** Work item A **
Rewrite the Tokyo Games report from "However, organisers are" up to and including "taken that step.", replacing "bullish" with "confident".
** Work item B **
According to the Tokyo Games report, how many competitors are expected at the Games?
** Work item C **
Carry on the Tokyo Games report from its final sentence.

By Jack Tarrant
TOKYO (Reuters) - Some athletes have already started being vaccinated against COVID-19, the International Paralympic Committee (IPC) spokesman told Reuters on Tuesday, ahead of the release of new guidelines that he says will show that Tokyo Games organisers are in a much better position than the public believes.
More than 15,000 competitors are expected at the July 23-Aug.8 Games, postponed from last year because of the pandemic.
With a recent poll suggesting around 80 percent of people in Japan not wanting the Games to be held this summer, and coronavirus cases rising across the world, organisers are battling to prove they can hold the Games safely in Tokyo.
However, organisers are increasingly bullish that the Games will go ahead and have been bolstered by the millions of vaccinations across the world, including for some athletes.
"I know in some countries, they have starting vaccinating Olympians and Paralympians," IPC spokesman Craig Spence told Reuters, without identifying which nations had taken that step.
"There will be many athletes who come to the Games next year who will have been vaccinated before the opening ceremony, which puts us in a much stronger position."
International Olympic Committee President Thomas Bach has said that although participants will be encouraged to get vaccinated, it will not be mandatory.

** Data records **
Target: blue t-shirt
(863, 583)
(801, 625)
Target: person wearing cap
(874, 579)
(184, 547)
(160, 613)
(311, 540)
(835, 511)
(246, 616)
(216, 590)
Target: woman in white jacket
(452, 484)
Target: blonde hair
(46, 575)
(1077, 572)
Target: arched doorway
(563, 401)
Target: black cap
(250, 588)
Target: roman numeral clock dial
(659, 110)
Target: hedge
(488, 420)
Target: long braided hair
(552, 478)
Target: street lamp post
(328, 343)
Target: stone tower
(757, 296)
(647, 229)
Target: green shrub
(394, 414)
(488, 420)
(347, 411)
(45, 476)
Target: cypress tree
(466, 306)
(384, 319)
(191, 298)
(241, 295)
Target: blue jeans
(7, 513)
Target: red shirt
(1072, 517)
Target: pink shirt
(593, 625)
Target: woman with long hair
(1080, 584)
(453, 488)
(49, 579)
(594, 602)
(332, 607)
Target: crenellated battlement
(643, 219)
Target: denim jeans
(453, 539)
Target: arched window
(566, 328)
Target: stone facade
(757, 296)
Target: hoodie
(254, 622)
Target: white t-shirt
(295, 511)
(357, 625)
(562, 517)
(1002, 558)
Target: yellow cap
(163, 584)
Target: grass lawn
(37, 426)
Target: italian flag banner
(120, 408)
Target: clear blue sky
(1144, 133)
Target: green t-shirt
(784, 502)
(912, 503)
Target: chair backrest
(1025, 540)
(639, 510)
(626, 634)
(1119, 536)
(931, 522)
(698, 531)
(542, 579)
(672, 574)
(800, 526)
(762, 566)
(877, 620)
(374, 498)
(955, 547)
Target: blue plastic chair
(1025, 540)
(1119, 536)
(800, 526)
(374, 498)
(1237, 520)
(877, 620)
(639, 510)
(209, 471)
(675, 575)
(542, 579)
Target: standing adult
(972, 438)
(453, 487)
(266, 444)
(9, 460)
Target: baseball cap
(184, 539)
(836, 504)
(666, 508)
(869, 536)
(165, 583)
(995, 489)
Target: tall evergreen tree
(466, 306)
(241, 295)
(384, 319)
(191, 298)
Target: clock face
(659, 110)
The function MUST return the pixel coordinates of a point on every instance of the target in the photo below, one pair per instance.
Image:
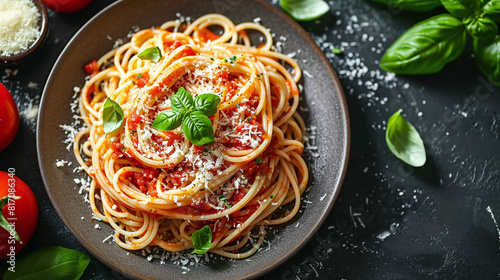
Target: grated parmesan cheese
(18, 26)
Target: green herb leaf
(3, 222)
(153, 54)
(112, 115)
(426, 47)
(411, 5)
(305, 10)
(202, 240)
(487, 55)
(492, 10)
(336, 50)
(198, 128)
(168, 120)
(181, 100)
(462, 8)
(207, 103)
(404, 141)
(481, 28)
(55, 263)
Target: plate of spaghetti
(193, 140)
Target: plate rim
(346, 144)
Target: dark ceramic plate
(322, 96)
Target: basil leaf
(426, 47)
(492, 10)
(181, 100)
(202, 240)
(461, 8)
(55, 263)
(411, 5)
(168, 120)
(153, 54)
(488, 58)
(481, 28)
(112, 115)
(305, 10)
(198, 128)
(207, 103)
(404, 141)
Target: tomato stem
(3, 222)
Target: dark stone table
(391, 221)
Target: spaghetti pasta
(156, 187)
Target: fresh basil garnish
(192, 113)
(481, 28)
(198, 128)
(404, 141)
(153, 54)
(488, 58)
(112, 115)
(492, 9)
(411, 5)
(55, 263)
(462, 8)
(207, 103)
(202, 240)
(305, 10)
(426, 47)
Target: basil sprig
(112, 115)
(404, 141)
(192, 113)
(202, 240)
(305, 10)
(55, 263)
(411, 5)
(492, 10)
(426, 47)
(153, 54)
(429, 45)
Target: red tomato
(22, 213)
(66, 6)
(9, 118)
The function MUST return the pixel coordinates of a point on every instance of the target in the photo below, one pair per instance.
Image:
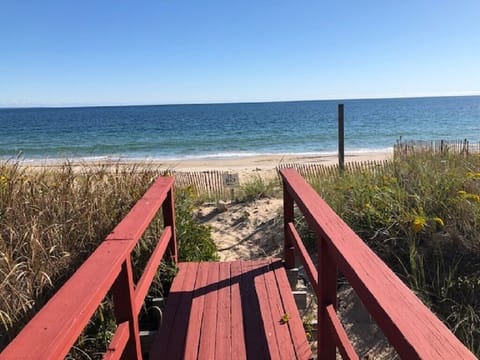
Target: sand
(245, 167)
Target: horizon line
(232, 102)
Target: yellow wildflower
(3, 180)
(419, 223)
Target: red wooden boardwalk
(234, 310)
(231, 310)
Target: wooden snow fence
(205, 183)
(464, 147)
(321, 171)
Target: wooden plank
(123, 295)
(138, 219)
(237, 328)
(223, 348)
(288, 216)
(265, 309)
(255, 340)
(150, 270)
(208, 327)
(411, 328)
(54, 330)
(341, 339)
(196, 314)
(327, 295)
(176, 345)
(168, 209)
(299, 339)
(166, 331)
(275, 316)
(304, 257)
(119, 340)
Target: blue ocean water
(229, 130)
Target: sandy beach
(269, 162)
(246, 167)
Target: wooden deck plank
(196, 314)
(300, 343)
(223, 348)
(277, 311)
(166, 330)
(237, 331)
(255, 339)
(176, 345)
(230, 311)
(208, 330)
(266, 311)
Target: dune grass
(51, 220)
(421, 215)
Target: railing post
(288, 217)
(168, 209)
(327, 284)
(124, 306)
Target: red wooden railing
(54, 330)
(411, 328)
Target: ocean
(231, 130)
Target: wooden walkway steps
(231, 310)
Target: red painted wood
(233, 306)
(53, 331)
(223, 348)
(196, 312)
(341, 338)
(118, 343)
(288, 216)
(266, 312)
(307, 262)
(124, 308)
(55, 328)
(176, 344)
(150, 270)
(237, 328)
(209, 324)
(283, 340)
(411, 328)
(297, 332)
(255, 340)
(167, 330)
(138, 219)
(169, 220)
(327, 295)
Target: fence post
(124, 307)
(168, 209)
(288, 217)
(327, 284)
(341, 138)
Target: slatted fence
(409, 147)
(205, 183)
(322, 171)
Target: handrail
(411, 328)
(55, 328)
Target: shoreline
(264, 165)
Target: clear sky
(73, 52)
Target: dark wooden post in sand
(341, 138)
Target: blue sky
(64, 53)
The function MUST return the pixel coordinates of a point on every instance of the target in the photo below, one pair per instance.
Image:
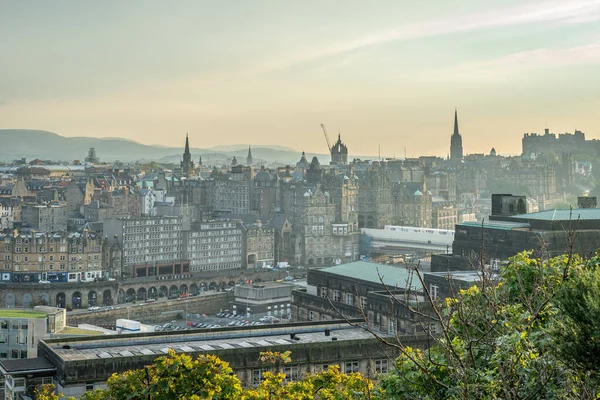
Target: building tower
(339, 153)
(187, 165)
(456, 153)
(249, 158)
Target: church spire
(456, 122)
(249, 160)
(456, 149)
(187, 145)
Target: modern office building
(151, 246)
(377, 293)
(20, 330)
(214, 246)
(260, 299)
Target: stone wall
(154, 313)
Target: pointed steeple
(187, 145)
(456, 149)
(249, 160)
(456, 122)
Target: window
(350, 367)
(391, 327)
(433, 291)
(257, 376)
(336, 295)
(349, 299)
(324, 292)
(381, 366)
(291, 373)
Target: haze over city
(389, 73)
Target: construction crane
(326, 137)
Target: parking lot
(223, 320)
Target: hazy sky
(270, 72)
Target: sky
(383, 73)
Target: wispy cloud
(525, 61)
(559, 12)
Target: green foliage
(578, 331)
(498, 341)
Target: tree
(496, 339)
(177, 376)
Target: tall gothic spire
(456, 122)
(187, 145)
(249, 160)
(456, 149)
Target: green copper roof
(584, 214)
(393, 276)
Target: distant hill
(32, 144)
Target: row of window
(14, 325)
(292, 372)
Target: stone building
(152, 246)
(214, 246)
(374, 204)
(51, 256)
(85, 364)
(259, 245)
(339, 153)
(260, 299)
(413, 205)
(444, 215)
(48, 217)
(356, 291)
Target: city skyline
(269, 74)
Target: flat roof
(506, 225)
(158, 344)
(393, 276)
(584, 214)
(21, 314)
(27, 364)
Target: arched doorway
(164, 291)
(194, 289)
(45, 299)
(76, 300)
(11, 300)
(61, 300)
(107, 297)
(92, 298)
(130, 295)
(26, 300)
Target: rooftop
(26, 365)
(21, 314)
(391, 275)
(506, 225)
(158, 344)
(584, 214)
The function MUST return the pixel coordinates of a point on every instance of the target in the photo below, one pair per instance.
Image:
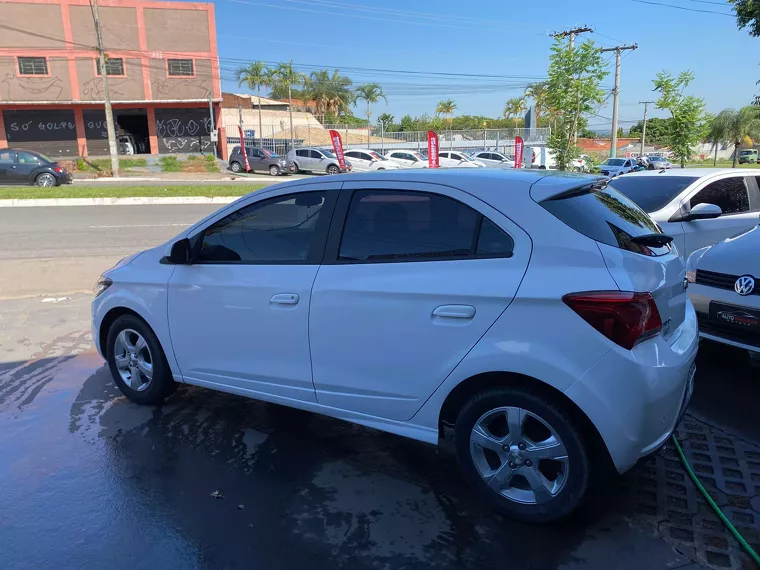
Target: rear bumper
(636, 398)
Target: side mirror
(179, 253)
(704, 212)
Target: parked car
(617, 166)
(317, 160)
(260, 159)
(544, 318)
(658, 163)
(450, 159)
(725, 290)
(492, 158)
(369, 160)
(697, 206)
(21, 167)
(407, 158)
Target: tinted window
(730, 194)
(276, 230)
(416, 226)
(652, 193)
(605, 216)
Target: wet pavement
(211, 480)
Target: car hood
(735, 256)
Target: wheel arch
(473, 385)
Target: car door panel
(384, 336)
(245, 325)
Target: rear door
(737, 198)
(413, 276)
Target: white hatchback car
(545, 318)
(369, 161)
(407, 158)
(696, 206)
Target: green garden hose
(716, 508)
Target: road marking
(140, 226)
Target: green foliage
(574, 89)
(658, 130)
(747, 15)
(688, 113)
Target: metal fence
(277, 138)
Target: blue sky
(490, 37)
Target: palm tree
(371, 93)
(256, 75)
(286, 76)
(539, 92)
(735, 126)
(514, 108)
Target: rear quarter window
(607, 216)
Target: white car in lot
(696, 206)
(544, 318)
(725, 291)
(455, 159)
(369, 160)
(407, 158)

** Expected output A **
However, organisers are increasingly confident that the Games will go ahead and have been bolstered by the millions of vaccinations across the world, including for some athletes.
"I know in some countries, they have starting vaccinating Olympians and Paralympians," IPC spokesman Craig Spence told Reuters, without identifying which nations had taken that step.

** Expected output B **
More than 15,000.

** Expected output C **
Many athletes and national bodies have stressed they do not want to "queue-jump" ahead of more vulnerable citizens.
More Paralympians are likely to be vaccinated soon as they may fall within vulnerable categories.
"I have seen British Paralympians being vaccinated – because they are seen as vulnerable members of society – I have seen some athletes, I think in Israel, that have been vaccinated," said Spence.
"We are aware that many Paralympians around the world have either had it, or are in line to get the vaccine in the coming weeks and months."
However, Spence was keen to stress organisers are not relying on the vaccines for a successful staging of the summer showpiece. "We have got to plan for the worst case scenario. The worst case scenario is that no athlete attending the Games is vaccinated," he said. "If we can build a plan that delivers the Games with that parameter then we are in a much stronger position."
Organisers are set to announce new guidelines in the coming weeks about how athletes and thousands of others will get safely in and out of Tokyo.
"I think now you will start to see a change of approach from all the stakeholders involved, and we will start communicating this is how we will organise the Games," said Spence.
"I think that is what has been missing, because we have been so busy planning."
Organisers hope they can change the narrative, and stress to concerned athletes and the wider public that factors such as the vaccines, the Games being held in summer, and having more time to plan, mean the event can go ahead.
"I think we are in a much better position than I think the public believes we are," stressed Spence. "It is important now to communicate this to the world, so they realise that we haven’t sat on our hands for the last 10 months. We have actually developed a very robust plan."
The IOC is due to hold an executive board meeting in Switzerland on Wednesday.